[Opening Extract section]

Rather than fixing up the loop structure, we could prevent tail-merge in these
cases.

The current fix tests for current_loops == NULL, and I'm not sure that can still
happen there, given that we have PROP_loops.

It's not evident to me that the test bb2->loop_father->latch == bb2 is
sufficient. Before calling tail_merge_optimize, we call loop_optimizer_finalize
in which we assert that LOOPS_MAY_HAVE_MULTIPLE_LATCHES from there on, so in
theory we might miss some latches.

But I guess that pre (having started out with simple latches) maintains simple
latches throughout, and that tail-merge does the same.

Tentative patch attached. I'll try build & test.

[ Btw, it would be nice if restricting the optimization also means that we can
  simplify dominator handling in the pass. ]

Thanks,
- Tom

2013-04-26  Tom de Vries  <tom@codesourcery.com>

	* tree-ssa-tail-merge.c (find_same_succ_bb): Skip loop latch bbs.

[Closing Extract section]
[Opening Source information section]

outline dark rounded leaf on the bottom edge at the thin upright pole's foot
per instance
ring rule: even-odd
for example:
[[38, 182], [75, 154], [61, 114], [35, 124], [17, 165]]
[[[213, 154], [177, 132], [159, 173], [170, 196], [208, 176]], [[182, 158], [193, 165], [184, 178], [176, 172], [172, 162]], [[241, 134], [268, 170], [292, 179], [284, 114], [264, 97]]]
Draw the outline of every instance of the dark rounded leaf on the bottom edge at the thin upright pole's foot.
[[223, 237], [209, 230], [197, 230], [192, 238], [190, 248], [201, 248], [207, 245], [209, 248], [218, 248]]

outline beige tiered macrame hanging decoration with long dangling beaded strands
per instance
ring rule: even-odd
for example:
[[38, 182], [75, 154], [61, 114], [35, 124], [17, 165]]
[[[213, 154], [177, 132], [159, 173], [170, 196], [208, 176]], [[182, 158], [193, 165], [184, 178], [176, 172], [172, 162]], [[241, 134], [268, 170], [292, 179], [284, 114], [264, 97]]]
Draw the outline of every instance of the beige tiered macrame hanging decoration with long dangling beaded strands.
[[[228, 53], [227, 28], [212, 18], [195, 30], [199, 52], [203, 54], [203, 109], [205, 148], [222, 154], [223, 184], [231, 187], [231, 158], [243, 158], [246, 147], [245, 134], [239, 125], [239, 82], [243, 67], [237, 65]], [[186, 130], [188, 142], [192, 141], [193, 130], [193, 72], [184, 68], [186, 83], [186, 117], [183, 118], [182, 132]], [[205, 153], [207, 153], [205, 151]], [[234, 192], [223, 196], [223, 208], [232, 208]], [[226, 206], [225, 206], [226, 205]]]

[Closing Source information section]

- Exercise directions: Echo the tail-merge message between "It's not evident" and "miss some latches.", inclusive. The entries play no part in what comes next.

- Output:
It's not evident to me that the test bb2->loop_father->latch == bb2 is
sufficient. Before calling tail_merge_optimize, we call loop_optimizer_finalize
in which we assert that LOOPS_MAY_HAVE_MULTIPLE_LATCHES from there on, so in
theory we might miss some latches.